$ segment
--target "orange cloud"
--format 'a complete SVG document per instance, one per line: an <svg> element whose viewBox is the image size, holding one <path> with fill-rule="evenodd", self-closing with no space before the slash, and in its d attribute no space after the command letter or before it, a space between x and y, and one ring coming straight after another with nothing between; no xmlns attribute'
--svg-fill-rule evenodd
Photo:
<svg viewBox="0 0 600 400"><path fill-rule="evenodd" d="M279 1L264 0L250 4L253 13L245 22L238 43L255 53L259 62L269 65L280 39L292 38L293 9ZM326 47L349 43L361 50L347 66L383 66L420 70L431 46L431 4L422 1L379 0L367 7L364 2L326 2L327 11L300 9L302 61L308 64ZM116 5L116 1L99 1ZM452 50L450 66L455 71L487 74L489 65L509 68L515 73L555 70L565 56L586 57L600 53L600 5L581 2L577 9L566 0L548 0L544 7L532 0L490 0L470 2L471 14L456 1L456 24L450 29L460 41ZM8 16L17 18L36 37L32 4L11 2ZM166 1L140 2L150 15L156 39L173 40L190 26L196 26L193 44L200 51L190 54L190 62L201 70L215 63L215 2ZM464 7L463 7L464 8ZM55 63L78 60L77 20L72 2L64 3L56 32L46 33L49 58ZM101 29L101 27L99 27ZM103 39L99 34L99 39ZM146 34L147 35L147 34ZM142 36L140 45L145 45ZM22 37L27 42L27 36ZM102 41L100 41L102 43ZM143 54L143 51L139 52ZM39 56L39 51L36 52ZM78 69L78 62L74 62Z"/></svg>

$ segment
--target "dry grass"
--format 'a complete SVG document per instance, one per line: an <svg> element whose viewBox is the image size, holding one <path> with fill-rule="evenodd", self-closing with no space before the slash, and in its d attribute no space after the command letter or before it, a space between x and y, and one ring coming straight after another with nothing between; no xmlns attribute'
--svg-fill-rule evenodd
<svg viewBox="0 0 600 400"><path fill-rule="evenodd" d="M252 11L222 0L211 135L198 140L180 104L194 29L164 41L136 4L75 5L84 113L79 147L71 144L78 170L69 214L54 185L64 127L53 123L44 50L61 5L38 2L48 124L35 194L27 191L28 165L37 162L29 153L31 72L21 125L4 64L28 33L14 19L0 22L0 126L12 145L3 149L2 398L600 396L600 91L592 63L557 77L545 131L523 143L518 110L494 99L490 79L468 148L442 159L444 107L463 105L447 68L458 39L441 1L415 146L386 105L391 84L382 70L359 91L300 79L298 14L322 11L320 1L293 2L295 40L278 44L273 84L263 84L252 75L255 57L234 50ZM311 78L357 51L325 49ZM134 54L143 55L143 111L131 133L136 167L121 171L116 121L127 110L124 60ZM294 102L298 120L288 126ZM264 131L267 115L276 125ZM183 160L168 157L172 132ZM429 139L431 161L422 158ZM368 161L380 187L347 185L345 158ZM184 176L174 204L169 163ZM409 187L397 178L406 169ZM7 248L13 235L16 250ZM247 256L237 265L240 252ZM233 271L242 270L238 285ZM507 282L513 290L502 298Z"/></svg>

******************************

Work required: Where a line in the records above contains the string "target", copy that line.

Answer to the problem:
--target "orange cloud"
--target "dry grass"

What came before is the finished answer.